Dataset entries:
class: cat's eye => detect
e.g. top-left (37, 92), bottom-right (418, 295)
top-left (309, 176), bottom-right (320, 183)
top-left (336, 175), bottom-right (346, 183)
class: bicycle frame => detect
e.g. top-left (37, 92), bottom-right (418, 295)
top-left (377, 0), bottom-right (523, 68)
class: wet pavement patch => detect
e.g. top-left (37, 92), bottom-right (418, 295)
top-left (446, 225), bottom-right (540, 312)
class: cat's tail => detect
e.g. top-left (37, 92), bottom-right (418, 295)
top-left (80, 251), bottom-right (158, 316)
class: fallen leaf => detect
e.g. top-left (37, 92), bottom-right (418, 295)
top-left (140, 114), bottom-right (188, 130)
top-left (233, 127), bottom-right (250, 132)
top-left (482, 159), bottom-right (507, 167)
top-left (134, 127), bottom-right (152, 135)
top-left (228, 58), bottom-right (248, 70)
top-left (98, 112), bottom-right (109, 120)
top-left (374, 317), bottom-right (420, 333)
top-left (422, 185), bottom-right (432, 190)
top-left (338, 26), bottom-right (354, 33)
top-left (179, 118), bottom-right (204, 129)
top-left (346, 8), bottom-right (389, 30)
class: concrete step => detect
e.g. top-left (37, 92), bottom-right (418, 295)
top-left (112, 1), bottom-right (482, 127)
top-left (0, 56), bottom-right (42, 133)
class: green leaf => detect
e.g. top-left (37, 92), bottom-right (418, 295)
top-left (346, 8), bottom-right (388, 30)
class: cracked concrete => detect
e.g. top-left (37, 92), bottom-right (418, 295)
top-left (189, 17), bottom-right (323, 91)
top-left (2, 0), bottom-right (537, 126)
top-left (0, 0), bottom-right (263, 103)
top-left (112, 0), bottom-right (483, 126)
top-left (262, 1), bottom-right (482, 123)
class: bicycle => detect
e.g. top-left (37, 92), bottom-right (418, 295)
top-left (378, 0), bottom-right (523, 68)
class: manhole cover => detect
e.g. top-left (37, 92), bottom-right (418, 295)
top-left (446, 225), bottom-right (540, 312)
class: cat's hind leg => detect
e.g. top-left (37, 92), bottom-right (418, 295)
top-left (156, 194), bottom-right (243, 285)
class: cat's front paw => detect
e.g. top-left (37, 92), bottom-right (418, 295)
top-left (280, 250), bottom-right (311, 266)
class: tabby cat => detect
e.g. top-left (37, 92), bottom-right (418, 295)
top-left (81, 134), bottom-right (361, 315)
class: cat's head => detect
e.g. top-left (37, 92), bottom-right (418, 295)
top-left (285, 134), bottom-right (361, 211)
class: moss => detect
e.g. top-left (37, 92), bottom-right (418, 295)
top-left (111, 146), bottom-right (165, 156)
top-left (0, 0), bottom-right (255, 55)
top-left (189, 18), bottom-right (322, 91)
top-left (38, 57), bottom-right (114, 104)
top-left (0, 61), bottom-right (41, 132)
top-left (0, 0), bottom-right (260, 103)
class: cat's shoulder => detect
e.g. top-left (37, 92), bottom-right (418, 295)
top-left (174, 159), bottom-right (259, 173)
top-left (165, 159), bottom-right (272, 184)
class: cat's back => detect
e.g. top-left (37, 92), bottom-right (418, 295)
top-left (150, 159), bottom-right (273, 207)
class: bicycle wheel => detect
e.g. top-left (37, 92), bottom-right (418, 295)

▶ [Instructions to follow]
In the entries above, restate word for word the lines between the one holding "class: cat's hind leg => detect" and the one holding "class: cat's head => detect", inclusive, and nothing besides.

▶ [Solution to this exercise]
class: cat's hind leg => detect
e.g. top-left (37, 92), bottom-right (418, 295)
top-left (156, 194), bottom-right (243, 285)
class: cat's front paw => detect
e.g. top-left (37, 92), bottom-right (418, 295)
top-left (280, 250), bottom-right (311, 266)
class: tabby cat => detect
e.g. top-left (37, 92), bottom-right (418, 295)
top-left (81, 134), bottom-right (361, 315)
class: cat's head => detect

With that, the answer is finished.